• [What this task involves]
Lines that include the string "Could" are the ones to copy from the entries below.

─── Dataset excerpts

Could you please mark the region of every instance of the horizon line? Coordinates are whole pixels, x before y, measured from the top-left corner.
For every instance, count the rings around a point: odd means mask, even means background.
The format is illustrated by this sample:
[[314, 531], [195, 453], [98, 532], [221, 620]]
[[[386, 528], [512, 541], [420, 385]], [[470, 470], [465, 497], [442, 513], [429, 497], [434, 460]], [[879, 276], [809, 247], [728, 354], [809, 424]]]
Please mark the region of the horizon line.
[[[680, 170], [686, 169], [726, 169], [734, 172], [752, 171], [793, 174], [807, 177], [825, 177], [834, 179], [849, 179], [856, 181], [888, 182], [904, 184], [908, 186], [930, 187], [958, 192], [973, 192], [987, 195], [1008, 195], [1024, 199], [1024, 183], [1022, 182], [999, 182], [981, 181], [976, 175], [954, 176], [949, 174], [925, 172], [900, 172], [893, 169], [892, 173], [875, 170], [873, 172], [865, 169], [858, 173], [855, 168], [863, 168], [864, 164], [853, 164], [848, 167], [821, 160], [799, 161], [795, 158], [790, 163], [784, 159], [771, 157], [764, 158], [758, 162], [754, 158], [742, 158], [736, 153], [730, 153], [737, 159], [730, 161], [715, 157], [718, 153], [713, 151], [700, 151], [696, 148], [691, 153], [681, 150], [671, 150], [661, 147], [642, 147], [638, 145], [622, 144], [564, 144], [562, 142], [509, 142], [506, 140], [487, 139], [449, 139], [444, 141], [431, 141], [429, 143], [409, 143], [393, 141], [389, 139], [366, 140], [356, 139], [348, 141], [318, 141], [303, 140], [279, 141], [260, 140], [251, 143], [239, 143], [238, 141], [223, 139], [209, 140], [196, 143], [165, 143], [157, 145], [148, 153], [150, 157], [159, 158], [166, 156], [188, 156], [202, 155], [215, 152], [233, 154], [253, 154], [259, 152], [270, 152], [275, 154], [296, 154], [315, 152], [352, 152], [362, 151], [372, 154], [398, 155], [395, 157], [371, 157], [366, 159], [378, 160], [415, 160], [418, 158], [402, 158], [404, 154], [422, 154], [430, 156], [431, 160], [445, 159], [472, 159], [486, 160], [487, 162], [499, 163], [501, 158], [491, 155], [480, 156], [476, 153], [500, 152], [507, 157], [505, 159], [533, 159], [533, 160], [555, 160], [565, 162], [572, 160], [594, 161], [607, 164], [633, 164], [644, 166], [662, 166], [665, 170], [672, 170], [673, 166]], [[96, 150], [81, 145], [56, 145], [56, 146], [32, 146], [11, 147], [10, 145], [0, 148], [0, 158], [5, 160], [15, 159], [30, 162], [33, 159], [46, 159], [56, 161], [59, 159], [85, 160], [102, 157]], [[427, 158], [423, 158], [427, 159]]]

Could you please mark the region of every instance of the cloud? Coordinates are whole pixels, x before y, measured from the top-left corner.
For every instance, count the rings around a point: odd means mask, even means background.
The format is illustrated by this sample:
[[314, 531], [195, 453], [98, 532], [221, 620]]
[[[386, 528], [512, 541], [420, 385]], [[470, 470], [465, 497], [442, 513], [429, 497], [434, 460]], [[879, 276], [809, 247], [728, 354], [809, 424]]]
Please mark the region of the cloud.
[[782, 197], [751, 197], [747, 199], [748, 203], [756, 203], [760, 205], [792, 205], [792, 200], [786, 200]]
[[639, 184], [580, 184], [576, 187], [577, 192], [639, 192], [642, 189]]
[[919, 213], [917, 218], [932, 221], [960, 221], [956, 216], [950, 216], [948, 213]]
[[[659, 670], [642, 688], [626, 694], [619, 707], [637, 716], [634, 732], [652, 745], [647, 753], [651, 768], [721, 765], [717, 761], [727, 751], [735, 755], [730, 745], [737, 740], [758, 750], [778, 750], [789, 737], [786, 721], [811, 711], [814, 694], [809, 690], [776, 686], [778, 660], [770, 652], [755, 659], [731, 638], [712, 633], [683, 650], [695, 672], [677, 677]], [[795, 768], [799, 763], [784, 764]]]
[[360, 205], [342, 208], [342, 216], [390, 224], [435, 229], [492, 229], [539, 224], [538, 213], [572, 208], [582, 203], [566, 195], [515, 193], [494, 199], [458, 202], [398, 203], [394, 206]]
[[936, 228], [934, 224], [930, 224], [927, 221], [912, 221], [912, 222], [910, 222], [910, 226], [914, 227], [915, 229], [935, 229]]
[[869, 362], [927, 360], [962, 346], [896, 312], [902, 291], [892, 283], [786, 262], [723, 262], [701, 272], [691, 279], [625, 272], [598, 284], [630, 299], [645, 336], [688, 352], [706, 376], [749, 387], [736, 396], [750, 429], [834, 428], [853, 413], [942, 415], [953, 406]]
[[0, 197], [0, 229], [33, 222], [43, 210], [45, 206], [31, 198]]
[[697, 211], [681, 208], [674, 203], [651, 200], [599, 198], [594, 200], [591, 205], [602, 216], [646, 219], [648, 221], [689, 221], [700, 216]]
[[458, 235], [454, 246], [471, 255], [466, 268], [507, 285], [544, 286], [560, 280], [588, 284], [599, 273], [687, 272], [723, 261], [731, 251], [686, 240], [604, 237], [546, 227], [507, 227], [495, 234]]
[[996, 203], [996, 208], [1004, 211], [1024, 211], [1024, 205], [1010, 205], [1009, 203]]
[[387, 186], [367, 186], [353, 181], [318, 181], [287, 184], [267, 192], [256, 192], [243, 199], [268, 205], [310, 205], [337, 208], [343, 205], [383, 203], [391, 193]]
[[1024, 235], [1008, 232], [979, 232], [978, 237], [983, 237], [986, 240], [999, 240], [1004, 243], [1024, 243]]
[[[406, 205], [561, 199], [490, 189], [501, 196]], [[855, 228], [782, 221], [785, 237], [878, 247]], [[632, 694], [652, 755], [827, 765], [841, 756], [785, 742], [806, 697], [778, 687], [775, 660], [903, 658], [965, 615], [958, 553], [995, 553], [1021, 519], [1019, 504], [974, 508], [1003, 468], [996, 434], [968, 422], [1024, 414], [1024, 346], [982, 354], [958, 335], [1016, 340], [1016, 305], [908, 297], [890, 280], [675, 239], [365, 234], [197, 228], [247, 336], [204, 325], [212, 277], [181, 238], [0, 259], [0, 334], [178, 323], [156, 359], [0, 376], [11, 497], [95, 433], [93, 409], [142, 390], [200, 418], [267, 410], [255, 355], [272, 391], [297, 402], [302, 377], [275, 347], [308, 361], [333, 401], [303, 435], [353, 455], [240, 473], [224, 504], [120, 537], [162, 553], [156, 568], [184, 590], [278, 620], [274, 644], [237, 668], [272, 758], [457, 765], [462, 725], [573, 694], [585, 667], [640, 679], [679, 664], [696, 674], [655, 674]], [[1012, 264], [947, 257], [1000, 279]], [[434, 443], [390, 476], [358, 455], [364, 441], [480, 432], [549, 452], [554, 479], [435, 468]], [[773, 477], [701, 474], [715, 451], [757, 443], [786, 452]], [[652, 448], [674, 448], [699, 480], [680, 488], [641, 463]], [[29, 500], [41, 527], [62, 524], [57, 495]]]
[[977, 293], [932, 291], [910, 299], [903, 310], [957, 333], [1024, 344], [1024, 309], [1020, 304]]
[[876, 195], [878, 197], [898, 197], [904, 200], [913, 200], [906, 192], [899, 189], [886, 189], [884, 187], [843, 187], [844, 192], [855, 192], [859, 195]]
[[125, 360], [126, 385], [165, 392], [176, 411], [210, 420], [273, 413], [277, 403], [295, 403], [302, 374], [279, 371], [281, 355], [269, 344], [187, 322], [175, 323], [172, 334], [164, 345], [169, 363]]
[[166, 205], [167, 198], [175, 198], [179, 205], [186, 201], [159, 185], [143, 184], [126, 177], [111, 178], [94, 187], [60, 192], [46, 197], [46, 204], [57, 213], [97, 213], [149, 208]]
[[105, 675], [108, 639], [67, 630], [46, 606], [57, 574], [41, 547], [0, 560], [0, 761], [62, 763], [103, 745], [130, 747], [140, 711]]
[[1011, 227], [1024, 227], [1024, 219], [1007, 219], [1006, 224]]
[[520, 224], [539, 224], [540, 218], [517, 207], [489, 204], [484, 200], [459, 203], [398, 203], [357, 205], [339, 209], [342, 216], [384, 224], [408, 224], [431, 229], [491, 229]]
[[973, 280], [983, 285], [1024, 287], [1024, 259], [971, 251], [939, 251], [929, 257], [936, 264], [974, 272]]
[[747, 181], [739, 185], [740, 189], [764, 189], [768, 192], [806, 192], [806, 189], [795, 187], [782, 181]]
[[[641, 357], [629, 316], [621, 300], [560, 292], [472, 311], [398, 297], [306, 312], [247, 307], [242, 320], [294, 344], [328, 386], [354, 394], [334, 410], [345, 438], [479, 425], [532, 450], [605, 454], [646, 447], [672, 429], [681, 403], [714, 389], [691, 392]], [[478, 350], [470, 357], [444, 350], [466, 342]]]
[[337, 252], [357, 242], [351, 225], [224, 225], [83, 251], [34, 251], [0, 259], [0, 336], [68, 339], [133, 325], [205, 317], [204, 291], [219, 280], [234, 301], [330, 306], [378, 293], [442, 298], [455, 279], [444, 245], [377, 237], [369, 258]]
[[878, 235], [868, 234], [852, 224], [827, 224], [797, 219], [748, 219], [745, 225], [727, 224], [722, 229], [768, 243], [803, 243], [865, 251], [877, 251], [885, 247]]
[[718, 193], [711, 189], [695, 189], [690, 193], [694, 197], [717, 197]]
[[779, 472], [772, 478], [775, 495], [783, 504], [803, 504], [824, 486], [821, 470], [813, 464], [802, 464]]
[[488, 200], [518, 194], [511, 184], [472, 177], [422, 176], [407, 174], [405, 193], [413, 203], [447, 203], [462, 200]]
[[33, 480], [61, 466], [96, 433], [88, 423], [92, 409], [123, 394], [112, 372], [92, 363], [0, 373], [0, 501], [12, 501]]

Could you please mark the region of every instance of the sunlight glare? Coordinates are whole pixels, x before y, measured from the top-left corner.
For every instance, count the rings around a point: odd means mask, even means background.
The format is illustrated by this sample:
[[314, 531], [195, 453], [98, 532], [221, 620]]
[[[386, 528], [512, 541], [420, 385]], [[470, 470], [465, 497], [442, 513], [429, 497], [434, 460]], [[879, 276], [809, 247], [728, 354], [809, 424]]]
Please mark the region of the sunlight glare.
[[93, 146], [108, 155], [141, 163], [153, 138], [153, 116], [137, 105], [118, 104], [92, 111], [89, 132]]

──────

• [Output of the task]
Could you please mark the region of every instance of the horizon line? Coordinates are whole pixels, x before y, measured from the top-left corner.
Could you please mark the region of every instance of the cloud? Coordinates are whole pixels, x before y, measured from the top-left corner.
Could you please mark the region of every instance of the sunlight glare? Coordinates are whole pixels, x before y, measured from the top-left corner.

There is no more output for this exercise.